→ AIM OF THE TASK
All of the entries below must be copied out exactly.

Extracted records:
======
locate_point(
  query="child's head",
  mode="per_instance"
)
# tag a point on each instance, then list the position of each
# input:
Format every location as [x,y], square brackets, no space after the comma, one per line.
======
→ WRITTEN RESPONSE
locate_point(
  query="child's head",
  mode="per_instance"
)
# tag a point on each instance, then list the position of each
# input:
Format every location as [x,y], square brackets, no space after the comma, one per line.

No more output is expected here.